WRITTEN PROBLEM: A partial copy is required: transcribe exactly the lines from the one containing "The response MUST carry one point per instance of the clapping" through the last line below, without any pictures.

##### GIVEN RECORDS #####

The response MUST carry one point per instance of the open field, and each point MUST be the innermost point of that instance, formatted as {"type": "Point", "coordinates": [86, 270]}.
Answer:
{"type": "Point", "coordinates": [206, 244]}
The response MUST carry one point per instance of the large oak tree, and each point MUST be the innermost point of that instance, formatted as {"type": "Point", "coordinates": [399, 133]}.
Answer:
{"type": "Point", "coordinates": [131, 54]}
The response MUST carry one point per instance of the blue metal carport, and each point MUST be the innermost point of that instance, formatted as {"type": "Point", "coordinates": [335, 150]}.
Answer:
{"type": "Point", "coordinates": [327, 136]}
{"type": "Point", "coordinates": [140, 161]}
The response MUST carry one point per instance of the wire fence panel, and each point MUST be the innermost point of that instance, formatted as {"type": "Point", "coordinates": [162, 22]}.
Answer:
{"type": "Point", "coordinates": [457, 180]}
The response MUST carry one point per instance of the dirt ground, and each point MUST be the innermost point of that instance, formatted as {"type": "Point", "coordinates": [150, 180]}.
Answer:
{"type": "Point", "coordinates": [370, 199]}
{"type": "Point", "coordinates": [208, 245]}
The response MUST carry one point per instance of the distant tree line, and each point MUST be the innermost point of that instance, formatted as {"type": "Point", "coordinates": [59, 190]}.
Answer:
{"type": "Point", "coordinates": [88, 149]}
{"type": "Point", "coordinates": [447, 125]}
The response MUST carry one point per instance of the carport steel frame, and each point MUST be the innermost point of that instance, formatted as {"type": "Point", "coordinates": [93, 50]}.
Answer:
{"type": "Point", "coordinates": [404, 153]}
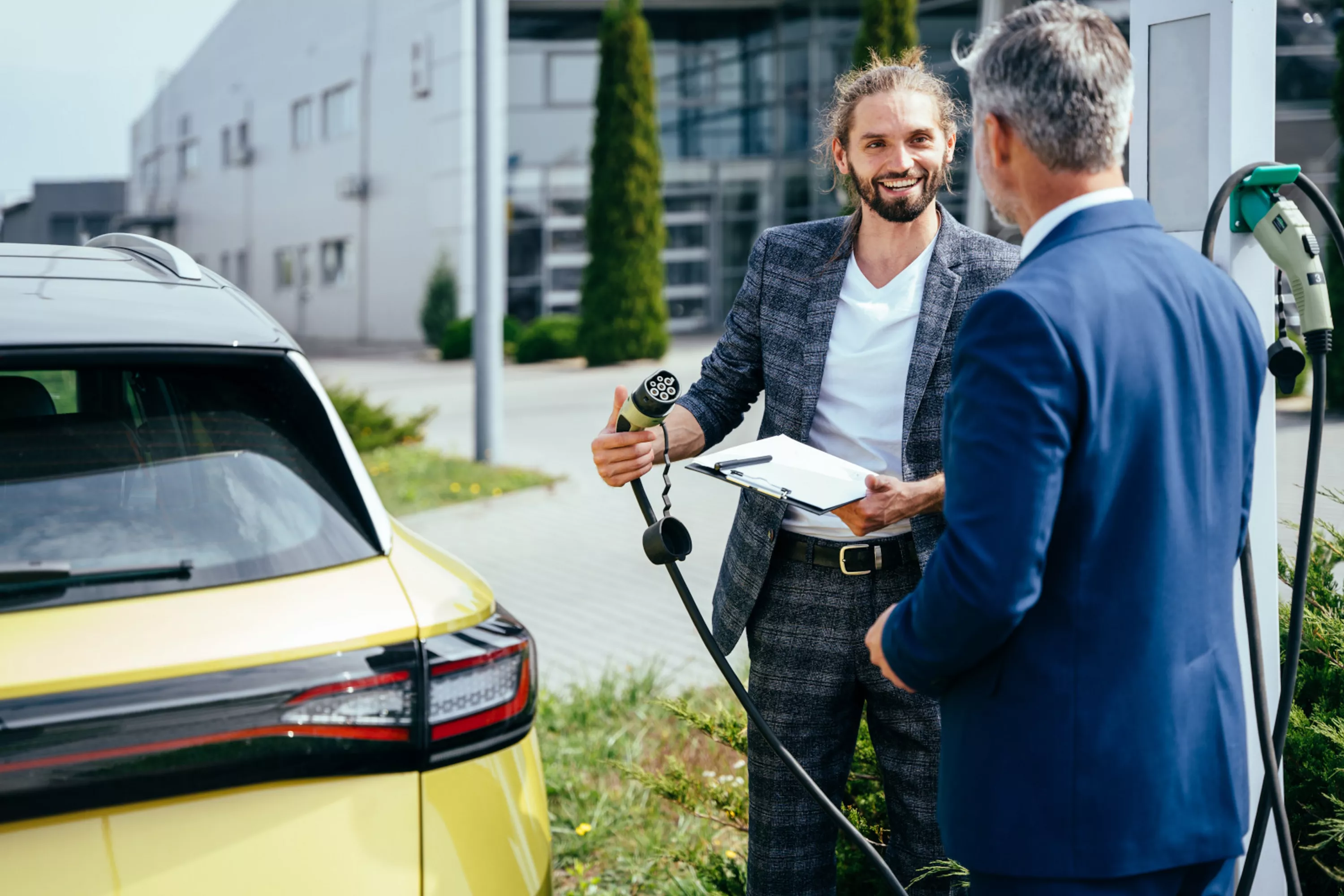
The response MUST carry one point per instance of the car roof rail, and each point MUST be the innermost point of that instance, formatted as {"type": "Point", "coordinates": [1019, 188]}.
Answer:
{"type": "Point", "coordinates": [166, 254]}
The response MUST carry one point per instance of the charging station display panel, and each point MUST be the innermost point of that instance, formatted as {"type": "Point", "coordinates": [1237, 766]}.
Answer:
{"type": "Point", "coordinates": [1178, 123]}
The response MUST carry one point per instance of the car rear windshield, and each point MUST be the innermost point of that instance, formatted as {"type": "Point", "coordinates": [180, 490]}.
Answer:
{"type": "Point", "coordinates": [135, 473]}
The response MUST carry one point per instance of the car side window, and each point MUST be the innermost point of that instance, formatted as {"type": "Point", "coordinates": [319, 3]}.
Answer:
{"type": "Point", "coordinates": [61, 386]}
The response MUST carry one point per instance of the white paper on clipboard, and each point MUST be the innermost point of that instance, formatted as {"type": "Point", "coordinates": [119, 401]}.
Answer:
{"type": "Point", "coordinates": [815, 480]}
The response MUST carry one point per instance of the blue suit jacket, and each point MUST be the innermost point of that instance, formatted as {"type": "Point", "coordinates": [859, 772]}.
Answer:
{"type": "Point", "coordinates": [1077, 614]}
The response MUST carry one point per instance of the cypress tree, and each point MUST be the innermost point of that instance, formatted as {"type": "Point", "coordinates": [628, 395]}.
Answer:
{"type": "Point", "coordinates": [621, 302]}
{"type": "Point", "coordinates": [886, 27]}
{"type": "Point", "coordinates": [1334, 269]}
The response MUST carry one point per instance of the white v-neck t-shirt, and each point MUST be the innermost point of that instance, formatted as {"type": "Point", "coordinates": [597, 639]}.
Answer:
{"type": "Point", "coordinates": [862, 408]}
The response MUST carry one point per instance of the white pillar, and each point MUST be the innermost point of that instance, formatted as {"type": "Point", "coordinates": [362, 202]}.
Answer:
{"type": "Point", "coordinates": [1203, 108]}
{"type": "Point", "coordinates": [491, 226]}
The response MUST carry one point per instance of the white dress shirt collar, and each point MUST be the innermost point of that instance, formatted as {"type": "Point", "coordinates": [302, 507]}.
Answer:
{"type": "Point", "coordinates": [1057, 215]}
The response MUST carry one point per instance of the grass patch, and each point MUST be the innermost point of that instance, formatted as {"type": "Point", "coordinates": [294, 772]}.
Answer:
{"type": "Point", "coordinates": [650, 794]}
{"type": "Point", "coordinates": [412, 477]}
{"type": "Point", "coordinates": [611, 833]}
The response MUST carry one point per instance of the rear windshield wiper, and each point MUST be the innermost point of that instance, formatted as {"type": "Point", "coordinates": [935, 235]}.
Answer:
{"type": "Point", "coordinates": [47, 575]}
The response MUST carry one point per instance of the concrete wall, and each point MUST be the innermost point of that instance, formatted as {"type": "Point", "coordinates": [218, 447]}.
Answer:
{"type": "Point", "coordinates": [413, 146]}
{"type": "Point", "coordinates": [65, 213]}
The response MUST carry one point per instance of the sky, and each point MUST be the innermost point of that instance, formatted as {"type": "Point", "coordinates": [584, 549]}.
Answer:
{"type": "Point", "coordinates": [76, 73]}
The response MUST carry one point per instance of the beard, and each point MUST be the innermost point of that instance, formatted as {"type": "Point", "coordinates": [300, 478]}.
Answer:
{"type": "Point", "coordinates": [905, 209]}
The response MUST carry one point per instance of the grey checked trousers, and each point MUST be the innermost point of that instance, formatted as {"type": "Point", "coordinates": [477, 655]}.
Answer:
{"type": "Point", "coordinates": [812, 679]}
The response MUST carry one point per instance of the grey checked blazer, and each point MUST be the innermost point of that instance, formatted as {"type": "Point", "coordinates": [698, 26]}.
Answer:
{"type": "Point", "coordinates": [776, 340]}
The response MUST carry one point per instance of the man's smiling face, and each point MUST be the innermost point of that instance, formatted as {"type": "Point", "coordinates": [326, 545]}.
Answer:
{"type": "Point", "coordinates": [898, 155]}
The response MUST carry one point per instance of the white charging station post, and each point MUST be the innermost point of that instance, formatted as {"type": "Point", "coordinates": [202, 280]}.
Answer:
{"type": "Point", "coordinates": [1203, 108]}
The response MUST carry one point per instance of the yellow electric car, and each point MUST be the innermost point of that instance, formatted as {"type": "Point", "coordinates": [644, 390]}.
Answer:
{"type": "Point", "coordinates": [224, 668]}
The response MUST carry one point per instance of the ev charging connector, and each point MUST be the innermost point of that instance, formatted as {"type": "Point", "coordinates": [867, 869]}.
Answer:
{"type": "Point", "coordinates": [1280, 228]}
{"type": "Point", "coordinates": [1283, 232]}
{"type": "Point", "coordinates": [666, 543]}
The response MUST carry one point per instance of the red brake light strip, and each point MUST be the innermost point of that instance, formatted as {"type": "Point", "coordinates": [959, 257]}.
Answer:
{"type": "Point", "coordinates": [457, 665]}
{"type": "Point", "coordinates": [354, 684]}
{"type": "Point", "coordinates": [498, 714]}
{"type": "Point", "coordinates": [353, 732]}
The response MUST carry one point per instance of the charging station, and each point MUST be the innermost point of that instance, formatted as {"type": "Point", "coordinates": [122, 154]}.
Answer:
{"type": "Point", "coordinates": [1203, 108]}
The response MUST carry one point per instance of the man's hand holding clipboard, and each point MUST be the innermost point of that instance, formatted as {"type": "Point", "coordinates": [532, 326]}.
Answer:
{"type": "Point", "coordinates": [788, 470]}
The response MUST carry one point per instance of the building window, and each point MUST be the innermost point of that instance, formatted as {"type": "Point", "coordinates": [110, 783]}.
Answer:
{"type": "Point", "coordinates": [572, 78]}
{"type": "Point", "coordinates": [150, 172]}
{"type": "Point", "coordinates": [189, 158]}
{"type": "Point", "coordinates": [284, 268]}
{"type": "Point", "coordinates": [565, 280]}
{"type": "Point", "coordinates": [568, 241]}
{"type": "Point", "coordinates": [687, 273]}
{"type": "Point", "coordinates": [241, 273]}
{"type": "Point", "coordinates": [244, 144]}
{"type": "Point", "coordinates": [334, 261]}
{"type": "Point", "coordinates": [339, 112]}
{"type": "Point", "coordinates": [302, 123]}
{"type": "Point", "coordinates": [420, 68]}
{"type": "Point", "coordinates": [687, 237]}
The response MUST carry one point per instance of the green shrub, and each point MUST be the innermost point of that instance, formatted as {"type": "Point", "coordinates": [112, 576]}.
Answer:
{"type": "Point", "coordinates": [440, 308]}
{"type": "Point", "coordinates": [621, 295]}
{"type": "Point", "coordinates": [456, 343]}
{"type": "Point", "coordinates": [722, 800]}
{"type": "Point", "coordinates": [549, 338]}
{"type": "Point", "coordinates": [886, 27]}
{"type": "Point", "coordinates": [1314, 757]}
{"type": "Point", "coordinates": [374, 426]}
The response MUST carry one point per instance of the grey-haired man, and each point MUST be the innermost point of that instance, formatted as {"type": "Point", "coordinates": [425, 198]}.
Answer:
{"type": "Point", "coordinates": [847, 327]}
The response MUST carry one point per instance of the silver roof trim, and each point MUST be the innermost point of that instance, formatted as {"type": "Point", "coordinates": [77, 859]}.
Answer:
{"type": "Point", "coordinates": [166, 254]}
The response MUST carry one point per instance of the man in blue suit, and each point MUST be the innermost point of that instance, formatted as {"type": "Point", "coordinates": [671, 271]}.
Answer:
{"type": "Point", "coordinates": [1076, 617]}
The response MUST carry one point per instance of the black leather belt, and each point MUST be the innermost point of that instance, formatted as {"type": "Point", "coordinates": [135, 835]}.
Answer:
{"type": "Point", "coordinates": [861, 558]}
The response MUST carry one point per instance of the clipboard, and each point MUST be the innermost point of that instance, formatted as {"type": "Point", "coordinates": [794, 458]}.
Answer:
{"type": "Point", "coordinates": [796, 473]}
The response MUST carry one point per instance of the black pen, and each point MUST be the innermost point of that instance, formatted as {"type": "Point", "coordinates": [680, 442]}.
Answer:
{"type": "Point", "coordinates": [746, 461]}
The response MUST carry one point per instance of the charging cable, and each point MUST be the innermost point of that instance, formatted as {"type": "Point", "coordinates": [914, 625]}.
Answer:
{"type": "Point", "coordinates": [666, 543]}
{"type": "Point", "coordinates": [1287, 238]}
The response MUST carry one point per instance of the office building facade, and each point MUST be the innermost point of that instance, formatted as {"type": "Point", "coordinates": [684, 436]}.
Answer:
{"type": "Point", "coordinates": [320, 154]}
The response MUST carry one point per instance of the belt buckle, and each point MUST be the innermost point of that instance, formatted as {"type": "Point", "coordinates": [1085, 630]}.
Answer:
{"type": "Point", "coordinates": [843, 567]}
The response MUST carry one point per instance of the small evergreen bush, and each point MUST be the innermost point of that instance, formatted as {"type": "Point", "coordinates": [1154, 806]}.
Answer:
{"type": "Point", "coordinates": [456, 342]}
{"type": "Point", "coordinates": [549, 338]}
{"type": "Point", "coordinates": [440, 308]}
{"type": "Point", "coordinates": [887, 29]}
{"type": "Point", "coordinates": [1314, 754]}
{"type": "Point", "coordinates": [621, 295]}
{"type": "Point", "coordinates": [374, 426]}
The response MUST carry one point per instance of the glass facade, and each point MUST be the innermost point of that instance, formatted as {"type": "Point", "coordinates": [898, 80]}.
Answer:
{"type": "Point", "coordinates": [738, 95]}
{"type": "Point", "coordinates": [740, 92]}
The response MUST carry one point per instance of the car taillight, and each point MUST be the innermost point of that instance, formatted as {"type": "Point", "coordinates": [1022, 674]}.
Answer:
{"type": "Point", "coordinates": [394, 708]}
{"type": "Point", "coordinates": [482, 687]}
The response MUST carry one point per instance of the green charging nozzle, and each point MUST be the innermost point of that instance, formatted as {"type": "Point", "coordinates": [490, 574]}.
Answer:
{"type": "Point", "coordinates": [1283, 232]}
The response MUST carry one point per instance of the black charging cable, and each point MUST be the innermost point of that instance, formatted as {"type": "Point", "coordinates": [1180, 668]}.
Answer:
{"type": "Point", "coordinates": [740, 691]}
{"type": "Point", "coordinates": [1318, 346]}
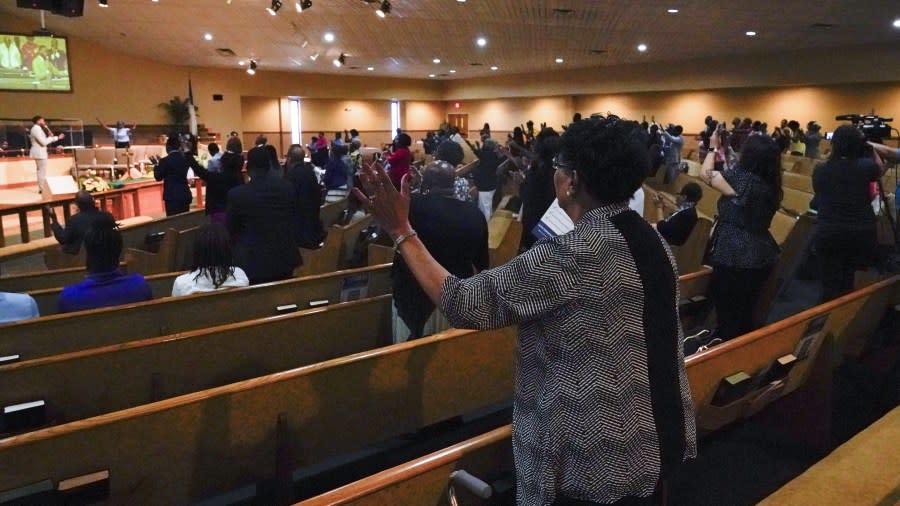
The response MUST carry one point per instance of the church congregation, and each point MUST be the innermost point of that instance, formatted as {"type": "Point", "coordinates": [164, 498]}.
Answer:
{"type": "Point", "coordinates": [638, 281]}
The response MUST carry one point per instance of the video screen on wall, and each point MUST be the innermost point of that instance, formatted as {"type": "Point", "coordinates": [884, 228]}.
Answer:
{"type": "Point", "coordinates": [34, 63]}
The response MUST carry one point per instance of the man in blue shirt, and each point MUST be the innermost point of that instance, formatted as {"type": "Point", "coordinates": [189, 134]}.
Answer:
{"type": "Point", "coordinates": [105, 285]}
{"type": "Point", "coordinates": [17, 306]}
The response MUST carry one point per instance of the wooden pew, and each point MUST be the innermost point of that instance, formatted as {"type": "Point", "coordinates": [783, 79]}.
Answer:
{"type": "Point", "coordinates": [331, 212]}
{"type": "Point", "coordinates": [689, 256]}
{"type": "Point", "coordinates": [92, 382]}
{"type": "Point", "coordinates": [797, 181]}
{"type": "Point", "coordinates": [133, 235]}
{"type": "Point", "coordinates": [425, 481]}
{"type": "Point", "coordinates": [64, 333]}
{"type": "Point", "coordinates": [198, 445]}
{"type": "Point", "coordinates": [794, 248]}
{"type": "Point", "coordinates": [796, 201]}
{"type": "Point", "coordinates": [47, 299]}
{"type": "Point", "coordinates": [862, 471]}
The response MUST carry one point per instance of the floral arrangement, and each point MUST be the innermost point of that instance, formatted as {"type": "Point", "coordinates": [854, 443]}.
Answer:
{"type": "Point", "coordinates": [93, 183]}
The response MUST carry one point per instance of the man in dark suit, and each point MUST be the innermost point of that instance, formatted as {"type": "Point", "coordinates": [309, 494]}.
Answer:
{"type": "Point", "coordinates": [263, 216]}
{"type": "Point", "coordinates": [71, 237]}
{"type": "Point", "coordinates": [172, 170]}
{"type": "Point", "coordinates": [676, 228]}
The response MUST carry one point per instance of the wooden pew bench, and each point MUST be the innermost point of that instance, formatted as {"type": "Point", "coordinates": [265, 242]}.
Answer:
{"type": "Point", "coordinates": [862, 471]}
{"type": "Point", "coordinates": [64, 333]}
{"type": "Point", "coordinates": [425, 481]}
{"type": "Point", "coordinates": [92, 382]}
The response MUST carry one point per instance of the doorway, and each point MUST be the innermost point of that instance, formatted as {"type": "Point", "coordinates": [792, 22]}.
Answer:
{"type": "Point", "coordinates": [460, 121]}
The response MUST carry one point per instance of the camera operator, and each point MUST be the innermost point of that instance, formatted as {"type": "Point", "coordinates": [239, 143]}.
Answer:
{"type": "Point", "coordinates": [846, 238]}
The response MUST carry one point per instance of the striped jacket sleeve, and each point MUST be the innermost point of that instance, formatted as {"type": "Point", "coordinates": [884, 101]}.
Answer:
{"type": "Point", "coordinates": [534, 283]}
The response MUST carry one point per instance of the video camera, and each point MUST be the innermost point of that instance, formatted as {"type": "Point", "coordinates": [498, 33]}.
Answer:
{"type": "Point", "coordinates": [874, 127]}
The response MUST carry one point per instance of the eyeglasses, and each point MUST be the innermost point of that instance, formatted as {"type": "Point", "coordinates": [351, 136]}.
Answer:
{"type": "Point", "coordinates": [562, 165]}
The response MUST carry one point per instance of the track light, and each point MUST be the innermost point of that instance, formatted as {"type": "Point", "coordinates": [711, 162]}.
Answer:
{"type": "Point", "coordinates": [384, 10]}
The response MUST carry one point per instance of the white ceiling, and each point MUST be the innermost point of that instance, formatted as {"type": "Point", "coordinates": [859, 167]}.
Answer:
{"type": "Point", "coordinates": [523, 35]}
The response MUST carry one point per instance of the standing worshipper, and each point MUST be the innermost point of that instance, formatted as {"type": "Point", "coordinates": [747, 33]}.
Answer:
{"type": "Point", "coordinates": [602, 409]}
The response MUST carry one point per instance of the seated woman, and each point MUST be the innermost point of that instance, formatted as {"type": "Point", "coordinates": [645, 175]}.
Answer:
{"type": "Point", "coordinates": [213, 265]}
{"type": "Point", "coordinates": [678, 226]}
{"type": "Point", "coordinates": [105, 285]}
{"type": "Point", "coordinates": [603, 409]}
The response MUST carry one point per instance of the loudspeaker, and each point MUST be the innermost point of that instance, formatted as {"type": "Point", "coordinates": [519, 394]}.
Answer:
{"type": "Point", "coordinates": [69, 8]}
{"type": "Point", "coordinates": [36, 4]}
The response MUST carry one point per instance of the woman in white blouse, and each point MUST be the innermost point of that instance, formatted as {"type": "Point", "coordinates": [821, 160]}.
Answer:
{"type": "Point", "coordinates": [213, 265]}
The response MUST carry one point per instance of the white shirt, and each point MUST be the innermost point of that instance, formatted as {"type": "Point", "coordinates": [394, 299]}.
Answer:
{"type": "Point", "coordinates": [120, 134]}
{"type": "Point", "coordinates": [186, 284]}
{"type": "Point", "coordinates": [637, 202]}
{"type": "Point", "coordinates": [39, 142]}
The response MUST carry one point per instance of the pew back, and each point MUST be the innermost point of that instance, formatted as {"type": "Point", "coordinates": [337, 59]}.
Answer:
{"type": "Point", "coordinates": [211, 441]}
{"type": "Point", "coordinates": [99, 327]}
{"type": "Point", "coordinates": [88, 383]}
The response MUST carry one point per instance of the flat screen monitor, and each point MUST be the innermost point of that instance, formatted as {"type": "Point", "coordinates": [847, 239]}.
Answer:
{"type": "Point", "coordinates": [34, 63]}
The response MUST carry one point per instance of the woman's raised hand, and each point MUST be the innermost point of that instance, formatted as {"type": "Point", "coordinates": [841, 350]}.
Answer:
{"type": "Point", "coordinates": [389, 207]}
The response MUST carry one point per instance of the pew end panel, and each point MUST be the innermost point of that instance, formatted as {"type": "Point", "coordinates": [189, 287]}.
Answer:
{"type": "Point", "coordinates": [197, 445]}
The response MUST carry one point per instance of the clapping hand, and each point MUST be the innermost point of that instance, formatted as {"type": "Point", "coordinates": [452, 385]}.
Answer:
{"type": "Point", "coordinates": [389, 207]}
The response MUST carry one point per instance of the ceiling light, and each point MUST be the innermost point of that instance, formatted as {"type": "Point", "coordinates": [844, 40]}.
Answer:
{"type": "Point", "coordinates": [384, 10]}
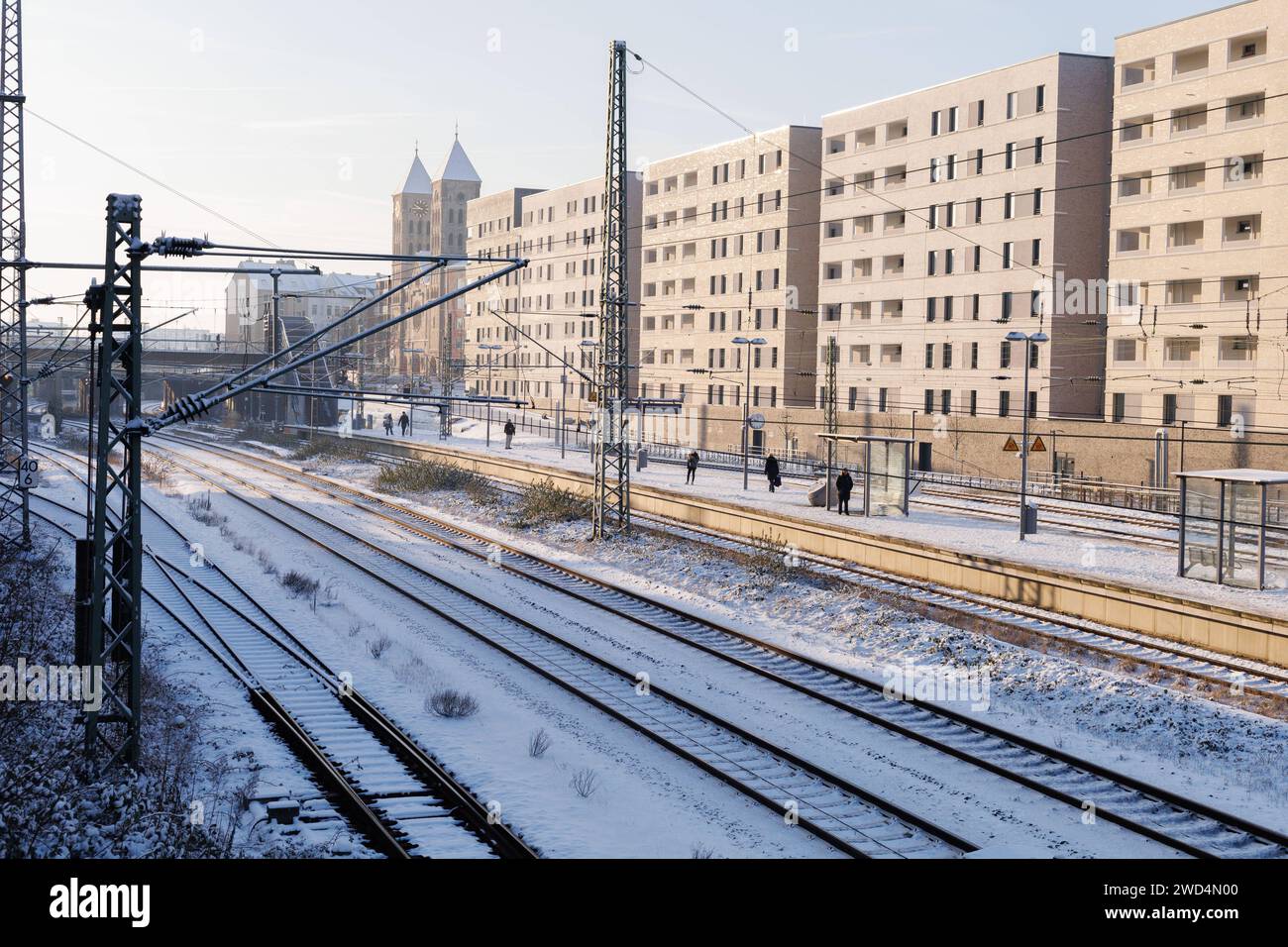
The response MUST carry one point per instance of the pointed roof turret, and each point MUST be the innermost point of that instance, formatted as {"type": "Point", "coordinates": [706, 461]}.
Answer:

#####

EXERCISE ANSWER:
The response MUST carry one point per instance of the clapping hand, and each point MUST be the innermost point of that instance, formatted as {"type": "Point", "coordinates": [452, 385]}.
Answer:
{"type": "Point", "coordinates": [389, 207]}
The response MUST carry one point per instance of the ceiling light, and each point MUST be the innermost point of that instance, formatted as {"type": "Point", "coordinates": [844, 40]}.
Answer:
{"type": "Point", "coordinates": [384, 10]}
The response MUST carry one point per instance of the pointed roof turret, and each point MUST be the innermost point of that instance, formatted as {"type": "Point", "coordinates": [706, 461]}.
Answer:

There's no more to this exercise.